> **Tasks to perform**
**1)** In the thesis abstract on chemical tankers, list each noun phrase that the word "stochastic" directly modifies.
**2)** Return each line of the entries that contains the string "target".

Start Excerpt provided

| dc.description.abstract | Chemical tankers spend a substantial amount of time in port as the development
of port infrastructure has not followed the fast paced increase in the
world fleet. The resulting traffic at terminals causes ships to wait for a long
time before a terminal is ready to accommodate it. A large amount of uncertainty
is associated with the waiting times, which complicates the planning of
port operations.
The aim of the thesis is to investigate the benefits of including uncertainty in
the in-port routing problem of a chemical tanker. The chemical tanker has
to pick up and deliver a given number of cargoes located at different terminals
while complying with capacity and draft limit constraints. The waiting
times at the terminals are stochastic, which results in stochastic travel times
between terminals. The problem studied in this thesis is a stochastic pickup
and delivery problem. The problem is dynamic by nature, and both a static
and a dynamic version of the problem are solved. A review of deterministic
and stochastic routing problems resembling the pickup and delivery problem
is presented. To our knowledge, few or none have studied the pickup and delivery
problem where travel times are stochastic. Our thesis contributes to the
literature by studying the pickup and delivery problem with uncertain travel
times, subject to constraining draft limits. In addition, due to the particularly
narrow port channel in the case port, we consider the ship's movement as
movement along a straight line. This gives a unique relation between stochastic
waiting times at terminals and travel times between terminals. As far as
we know, this has not been studied before, and the unique conditions and
aspects of the travel times this gives are examined and discussed.

End Excerpt provided
Start The records

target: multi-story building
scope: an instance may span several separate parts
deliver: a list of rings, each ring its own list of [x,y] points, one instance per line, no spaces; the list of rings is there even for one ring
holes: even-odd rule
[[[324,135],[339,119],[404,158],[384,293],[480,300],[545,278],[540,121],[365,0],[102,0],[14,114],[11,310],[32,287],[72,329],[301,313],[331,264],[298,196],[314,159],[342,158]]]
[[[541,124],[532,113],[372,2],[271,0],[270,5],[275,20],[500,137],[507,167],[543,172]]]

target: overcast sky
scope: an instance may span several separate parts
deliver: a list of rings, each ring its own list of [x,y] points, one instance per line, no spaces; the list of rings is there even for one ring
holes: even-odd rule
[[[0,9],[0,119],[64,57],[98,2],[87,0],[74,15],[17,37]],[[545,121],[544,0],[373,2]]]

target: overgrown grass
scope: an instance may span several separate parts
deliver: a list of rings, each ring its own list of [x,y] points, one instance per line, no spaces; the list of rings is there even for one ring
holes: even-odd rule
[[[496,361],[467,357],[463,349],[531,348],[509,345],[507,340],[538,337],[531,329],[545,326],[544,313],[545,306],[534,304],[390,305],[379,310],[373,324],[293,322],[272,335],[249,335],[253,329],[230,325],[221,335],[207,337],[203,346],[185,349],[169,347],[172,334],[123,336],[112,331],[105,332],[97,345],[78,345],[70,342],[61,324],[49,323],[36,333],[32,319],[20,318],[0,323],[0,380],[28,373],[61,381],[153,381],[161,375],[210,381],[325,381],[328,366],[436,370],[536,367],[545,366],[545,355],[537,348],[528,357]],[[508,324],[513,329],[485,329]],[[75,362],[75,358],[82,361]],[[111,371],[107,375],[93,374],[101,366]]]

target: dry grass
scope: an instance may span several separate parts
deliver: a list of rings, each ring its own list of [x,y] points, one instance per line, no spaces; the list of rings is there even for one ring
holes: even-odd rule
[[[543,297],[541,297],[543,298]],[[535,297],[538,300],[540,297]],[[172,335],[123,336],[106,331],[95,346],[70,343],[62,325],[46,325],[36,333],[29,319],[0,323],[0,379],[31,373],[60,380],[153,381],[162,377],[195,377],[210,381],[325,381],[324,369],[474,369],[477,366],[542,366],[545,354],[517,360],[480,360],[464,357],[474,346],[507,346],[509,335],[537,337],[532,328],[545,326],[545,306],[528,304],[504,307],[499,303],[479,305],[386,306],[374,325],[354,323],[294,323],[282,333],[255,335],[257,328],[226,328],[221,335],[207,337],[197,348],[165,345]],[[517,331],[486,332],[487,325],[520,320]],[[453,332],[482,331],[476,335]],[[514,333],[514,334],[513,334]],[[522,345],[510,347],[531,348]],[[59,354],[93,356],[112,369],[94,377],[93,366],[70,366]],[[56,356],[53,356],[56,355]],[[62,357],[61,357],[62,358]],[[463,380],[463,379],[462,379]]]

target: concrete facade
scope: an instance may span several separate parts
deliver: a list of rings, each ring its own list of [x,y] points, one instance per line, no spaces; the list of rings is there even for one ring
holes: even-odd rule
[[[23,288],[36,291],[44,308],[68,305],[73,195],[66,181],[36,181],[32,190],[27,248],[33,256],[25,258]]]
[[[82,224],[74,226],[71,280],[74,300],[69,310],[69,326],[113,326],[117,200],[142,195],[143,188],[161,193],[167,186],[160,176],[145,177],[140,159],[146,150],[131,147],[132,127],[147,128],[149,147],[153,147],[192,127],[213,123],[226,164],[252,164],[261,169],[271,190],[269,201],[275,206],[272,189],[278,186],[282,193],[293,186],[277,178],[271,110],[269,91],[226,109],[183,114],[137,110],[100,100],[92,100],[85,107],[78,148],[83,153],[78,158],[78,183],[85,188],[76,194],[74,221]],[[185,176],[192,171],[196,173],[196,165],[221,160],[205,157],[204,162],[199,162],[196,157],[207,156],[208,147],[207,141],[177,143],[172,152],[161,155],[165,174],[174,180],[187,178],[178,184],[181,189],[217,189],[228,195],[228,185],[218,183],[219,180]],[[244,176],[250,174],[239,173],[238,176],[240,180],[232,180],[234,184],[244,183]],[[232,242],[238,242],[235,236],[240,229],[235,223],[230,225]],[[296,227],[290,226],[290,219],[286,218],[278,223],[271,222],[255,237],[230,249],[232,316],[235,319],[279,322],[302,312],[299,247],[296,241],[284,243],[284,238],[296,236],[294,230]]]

End The records

> **Expected results**
**1)**
- travel times
- pickup and delivery problem
- routing problems
- waiting times

**2)**
target: multi-story building
target: overcast sky
target: overgrown grass
target: dry grass
target: concrete facade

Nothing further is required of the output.